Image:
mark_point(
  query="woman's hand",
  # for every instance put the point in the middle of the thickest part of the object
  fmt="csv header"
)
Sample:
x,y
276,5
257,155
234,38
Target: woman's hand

━━━━━━━━

Set the records above down again. Match them exactly.

Problem solution =
Image:
mark_point(
  query="woman's hand",
  # for every instance put the point in the middle of the thickest part of the object
  fmt="csv header"
)
Sample:
x,y
276,5
257,155
234,38
Target: woman's hand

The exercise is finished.